▶ **The records**
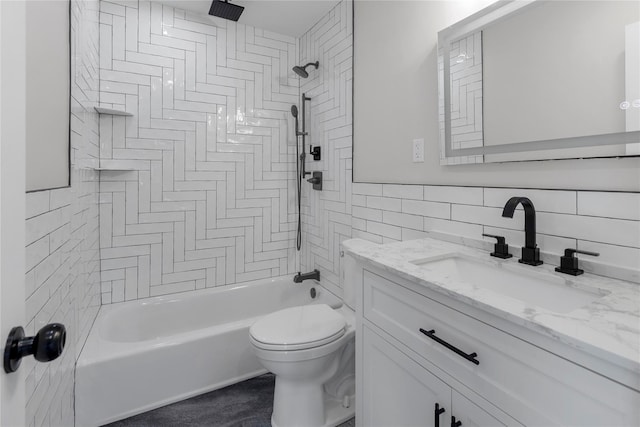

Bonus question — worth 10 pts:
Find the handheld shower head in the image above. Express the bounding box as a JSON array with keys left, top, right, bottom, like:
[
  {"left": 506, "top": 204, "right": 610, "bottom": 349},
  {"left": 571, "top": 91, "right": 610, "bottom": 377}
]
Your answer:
[
  {"left": 293, "top": 61, "right": 320, "bottom": 79},
  {"left": 291, "top": 105, "right": 300, "bottom": 137}
]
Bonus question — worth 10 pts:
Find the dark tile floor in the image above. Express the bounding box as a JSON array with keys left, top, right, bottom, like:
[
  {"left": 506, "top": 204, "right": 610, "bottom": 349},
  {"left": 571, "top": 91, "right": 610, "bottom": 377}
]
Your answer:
[{"left": 108, "top": 374, "right": 355, "bottom": 427}]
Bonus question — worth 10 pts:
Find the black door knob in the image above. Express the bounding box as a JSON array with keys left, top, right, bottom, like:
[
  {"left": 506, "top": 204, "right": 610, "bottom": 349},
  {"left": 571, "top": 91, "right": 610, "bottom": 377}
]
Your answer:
[{"left": 4, "top": 323, "right": 67, "bottom": 374}]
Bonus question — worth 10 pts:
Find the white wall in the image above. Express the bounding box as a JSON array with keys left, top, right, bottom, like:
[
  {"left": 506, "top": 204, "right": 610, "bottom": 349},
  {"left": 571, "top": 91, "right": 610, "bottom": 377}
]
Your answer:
[
  {"left": 300, "top": 0, "right": 353, "bottom": 294},
  {"left": 25, "top": 0, "right": 70, "bottom": 191},
  {"left": 354, "top": 0, "right": 640, "bottom": 191},
  {"left": 20, "top": 0, "right": 100, "bottom": 426}
]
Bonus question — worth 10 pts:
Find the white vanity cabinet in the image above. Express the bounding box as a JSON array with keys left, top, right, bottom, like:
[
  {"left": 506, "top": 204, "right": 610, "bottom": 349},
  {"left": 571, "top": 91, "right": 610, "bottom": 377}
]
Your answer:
[
  {"left": 352, "top": 257, "right": 640, "bottom": 427},
  {"left": 359, "top": 326, "right": 519, "bottom": 427}
]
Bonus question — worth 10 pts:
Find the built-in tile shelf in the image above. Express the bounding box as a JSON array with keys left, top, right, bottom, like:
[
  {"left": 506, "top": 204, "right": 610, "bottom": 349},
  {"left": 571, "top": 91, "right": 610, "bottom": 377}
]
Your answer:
[
  {"left": 93, "top": 107, "right": 133, "bottom": 116},
  {"left": 95, "top": 160, "right": 139, "bottom": 172}
]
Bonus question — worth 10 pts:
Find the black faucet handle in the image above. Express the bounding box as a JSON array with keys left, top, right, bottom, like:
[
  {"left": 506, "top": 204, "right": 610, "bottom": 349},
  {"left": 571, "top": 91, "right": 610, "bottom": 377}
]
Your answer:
[
  {"left": 564, "top": 248, "right": 600, "bottom": 258},
  {"left": 556, "top": 248, "right": 600, "bottom": 276},
  {"left": 482, "top": 233, "right": 505, "bottom": 245},
  {"left": 482, "top": 233, "right": 513, "bottom": 259}
]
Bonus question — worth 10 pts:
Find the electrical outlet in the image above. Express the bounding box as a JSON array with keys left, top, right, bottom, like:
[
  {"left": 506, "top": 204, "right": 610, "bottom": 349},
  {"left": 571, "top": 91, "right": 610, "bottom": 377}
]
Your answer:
[{"left": 413, "top": 138, "right": 424, "bottom": 163}]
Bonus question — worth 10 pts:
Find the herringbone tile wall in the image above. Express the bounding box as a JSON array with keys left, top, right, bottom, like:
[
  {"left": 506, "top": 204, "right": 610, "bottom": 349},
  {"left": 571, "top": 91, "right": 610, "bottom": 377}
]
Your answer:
[
  {"left": 100, "top": 1, "right": 299, "bottom": 304},
  {"left": 300, "top": 0, "right": 353, "bottom": 295}
]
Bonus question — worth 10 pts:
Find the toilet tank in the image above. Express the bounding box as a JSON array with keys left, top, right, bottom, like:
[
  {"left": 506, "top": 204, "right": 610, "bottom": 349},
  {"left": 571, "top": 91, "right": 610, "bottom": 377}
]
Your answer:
[{"left": 340, "top": 255, "right": 362, "bottom": 311}]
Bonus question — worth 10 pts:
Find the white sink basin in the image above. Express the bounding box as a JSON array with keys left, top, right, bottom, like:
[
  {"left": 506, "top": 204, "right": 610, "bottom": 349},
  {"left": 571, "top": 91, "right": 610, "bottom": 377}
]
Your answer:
[{"left": 410, "top": 253, "right": 604, "bottom": 313}]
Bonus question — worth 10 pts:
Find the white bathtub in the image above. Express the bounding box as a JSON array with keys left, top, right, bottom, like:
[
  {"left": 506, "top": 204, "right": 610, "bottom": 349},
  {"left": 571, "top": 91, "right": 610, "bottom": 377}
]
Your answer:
[{"left": 75, "top": 277, "right": 341, "bottom": 427}]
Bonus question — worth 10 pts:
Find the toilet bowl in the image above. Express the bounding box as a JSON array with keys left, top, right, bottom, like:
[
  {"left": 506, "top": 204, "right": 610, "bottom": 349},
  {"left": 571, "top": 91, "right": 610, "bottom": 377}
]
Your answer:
[{"left": 249, "top": 304, "right": 355, "bottom": 427}]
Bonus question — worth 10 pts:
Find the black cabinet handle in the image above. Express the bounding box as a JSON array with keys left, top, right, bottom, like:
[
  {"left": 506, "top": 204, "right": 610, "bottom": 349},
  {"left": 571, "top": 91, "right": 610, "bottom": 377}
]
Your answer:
[
  {"left": 433, "top": 403, "right": 444, "bottom": 427},
  {"left": 420, "top": 328, "right": 480, "bottom": 365}
]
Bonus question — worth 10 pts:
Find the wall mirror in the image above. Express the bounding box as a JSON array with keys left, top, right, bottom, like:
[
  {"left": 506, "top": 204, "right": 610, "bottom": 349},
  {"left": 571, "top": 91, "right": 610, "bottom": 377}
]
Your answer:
[
  {"left": 25, "top": 0, "right": 71, "bottom": 191},
  {"left": 438, "top": 0, "right": 640, "bottom": 165}
]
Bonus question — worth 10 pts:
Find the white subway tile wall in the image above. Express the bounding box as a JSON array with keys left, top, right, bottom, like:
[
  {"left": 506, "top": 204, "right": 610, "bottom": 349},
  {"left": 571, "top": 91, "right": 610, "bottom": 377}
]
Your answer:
[
  {"left": 352, "top": 183, "right": 640, "bottom": 271},
  {"left": 296, "top": 0, "right": 356, "bottom": 294},
  {"left": 100, "top": 1, "right": 298, "bottom": 304},
  {"left": 20, "top": 0, "right": 100, "bottom": 426}
]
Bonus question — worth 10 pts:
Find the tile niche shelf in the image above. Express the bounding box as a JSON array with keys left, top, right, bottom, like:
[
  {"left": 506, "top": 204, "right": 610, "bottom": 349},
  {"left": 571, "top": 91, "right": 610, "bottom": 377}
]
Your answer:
[
  {"left": 93, "top": 107, "right": 138, "bottom": 172},
  {"left": 95, "top": 160, "right": 140, "bottom": 172},
  {"left": 93, "top": 107, "right": 133, "bottom": 116}
]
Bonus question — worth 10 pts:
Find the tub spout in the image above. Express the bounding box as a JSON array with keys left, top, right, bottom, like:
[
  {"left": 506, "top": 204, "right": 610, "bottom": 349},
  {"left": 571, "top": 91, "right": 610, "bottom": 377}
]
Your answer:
[{"left": 293, "top": 270, "right": 320, "bottom": 283}]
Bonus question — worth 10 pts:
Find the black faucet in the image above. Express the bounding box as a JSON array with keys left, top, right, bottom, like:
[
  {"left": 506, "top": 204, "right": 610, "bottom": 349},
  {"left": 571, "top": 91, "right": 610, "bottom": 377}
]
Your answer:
[
  {"left": 502, "top": 197, "right": 542, "bottom": 265},
  {"left": 293, "top": 270, "right": 320, "bottom": 283}
]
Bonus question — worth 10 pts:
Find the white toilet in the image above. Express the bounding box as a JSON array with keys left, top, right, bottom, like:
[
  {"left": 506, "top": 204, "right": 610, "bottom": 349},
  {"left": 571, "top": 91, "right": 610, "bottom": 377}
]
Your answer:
[{"left": 249, "top": 282, "right": 355, "bottom": 427}]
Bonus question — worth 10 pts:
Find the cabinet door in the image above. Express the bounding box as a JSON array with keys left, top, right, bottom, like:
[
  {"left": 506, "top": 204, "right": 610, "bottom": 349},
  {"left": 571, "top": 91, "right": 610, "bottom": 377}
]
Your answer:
[
  {"left": 359, "top": 327, "right": 451, "bottom": 427},
  {"left": 447, "top": 390, "right": 521, "bottom": 427}
]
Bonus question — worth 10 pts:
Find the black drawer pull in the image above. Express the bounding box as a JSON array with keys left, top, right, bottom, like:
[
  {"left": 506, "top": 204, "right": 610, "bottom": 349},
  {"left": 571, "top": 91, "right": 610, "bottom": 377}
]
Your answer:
[
  {"left": 420, "top": 328, "right": 480, "bottom": 365},
  {"left": 433, "top": 403, "right": 444, "bottom": 427}
]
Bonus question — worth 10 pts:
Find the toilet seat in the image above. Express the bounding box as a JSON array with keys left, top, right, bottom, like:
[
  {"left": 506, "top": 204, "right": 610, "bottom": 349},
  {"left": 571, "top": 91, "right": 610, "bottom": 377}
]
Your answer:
[{"left": 249, "top": 304, "right": 346, "bottom": 351}]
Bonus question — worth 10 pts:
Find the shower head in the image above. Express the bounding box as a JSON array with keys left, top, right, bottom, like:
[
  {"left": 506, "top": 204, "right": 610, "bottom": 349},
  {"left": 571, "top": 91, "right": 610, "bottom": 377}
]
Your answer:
[
  {"left": 293, "top": 61, "right": 320, "bottom": 79},
  {"left": 209, "top": 0, "right": 244, "bottom": 21}
]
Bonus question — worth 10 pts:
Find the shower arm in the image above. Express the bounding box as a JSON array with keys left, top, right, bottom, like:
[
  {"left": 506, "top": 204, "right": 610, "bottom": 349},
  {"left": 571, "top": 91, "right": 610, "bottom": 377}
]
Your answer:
[{"left": 299, "top": 93, "right": 311, "bottom": 177}]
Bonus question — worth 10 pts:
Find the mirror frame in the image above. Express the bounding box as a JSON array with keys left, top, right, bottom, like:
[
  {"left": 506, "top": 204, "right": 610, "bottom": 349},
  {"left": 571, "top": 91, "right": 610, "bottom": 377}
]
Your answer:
[{"left": 438, "top": 0, "right": 640, "bottom": 164}]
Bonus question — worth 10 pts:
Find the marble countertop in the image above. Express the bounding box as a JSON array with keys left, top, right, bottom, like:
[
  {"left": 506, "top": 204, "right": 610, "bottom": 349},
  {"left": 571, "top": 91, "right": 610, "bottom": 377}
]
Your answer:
[{"left": 343, "top": 238, "right": 640, "bottom": 373}]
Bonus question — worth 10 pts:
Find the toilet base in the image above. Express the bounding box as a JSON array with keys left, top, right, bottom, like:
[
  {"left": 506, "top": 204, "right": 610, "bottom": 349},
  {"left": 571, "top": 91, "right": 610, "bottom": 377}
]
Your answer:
[{"left": 271, "top": 394, "right": 356, "bottom": 427}]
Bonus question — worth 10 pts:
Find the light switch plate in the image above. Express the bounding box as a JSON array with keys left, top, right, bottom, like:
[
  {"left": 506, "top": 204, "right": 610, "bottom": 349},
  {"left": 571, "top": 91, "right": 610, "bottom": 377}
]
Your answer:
[{"left": 412, "top": 138, "right": 424, "bottom": 163}]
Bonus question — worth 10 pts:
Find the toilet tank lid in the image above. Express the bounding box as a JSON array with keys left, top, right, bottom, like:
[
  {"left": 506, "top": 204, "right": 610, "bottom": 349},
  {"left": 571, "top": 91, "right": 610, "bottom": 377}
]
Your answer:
[{"left": 249, "top": 304, "right": 346, "bottom": 345}]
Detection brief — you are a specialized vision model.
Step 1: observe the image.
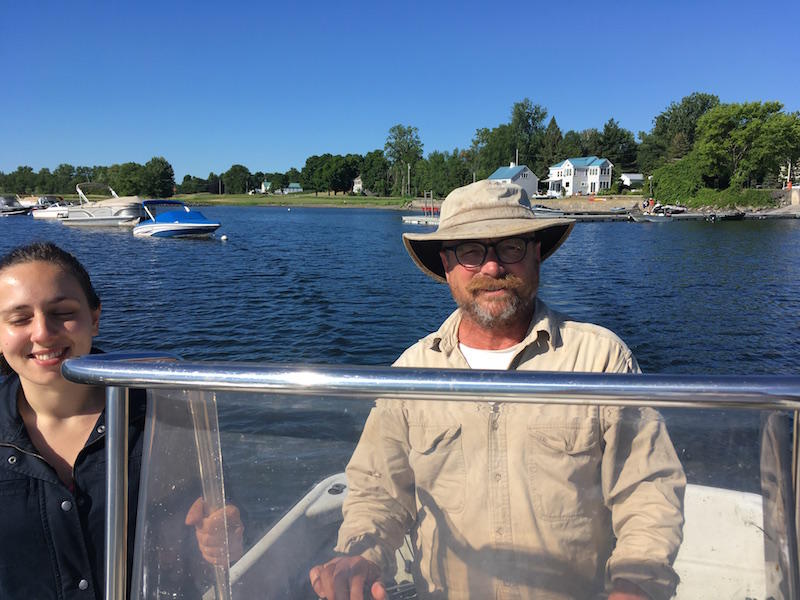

▶ **Instruction**
Please identify each line in the rows above that contains the string "wall" and copy those lines out in full. Case counts, so a line matches only if the letters' case matches too.

▶ **Solution to the problem**
Find the white wall in the image above. Express the bounding box as a JSON array with keys left, top, right, bottom, like:
Find the herringbone tile wall in the image above. Express the bounding box as a JSON array with keys left, top, right, bottom, like:
Find the wall mirror in the image above. Express the bounding box as a JSON array with keys left, top, right, bottom, like:
Find the white subway tile wall in the image above. Express the bounding box as a JSON array with keys left, top, right, bottom, like:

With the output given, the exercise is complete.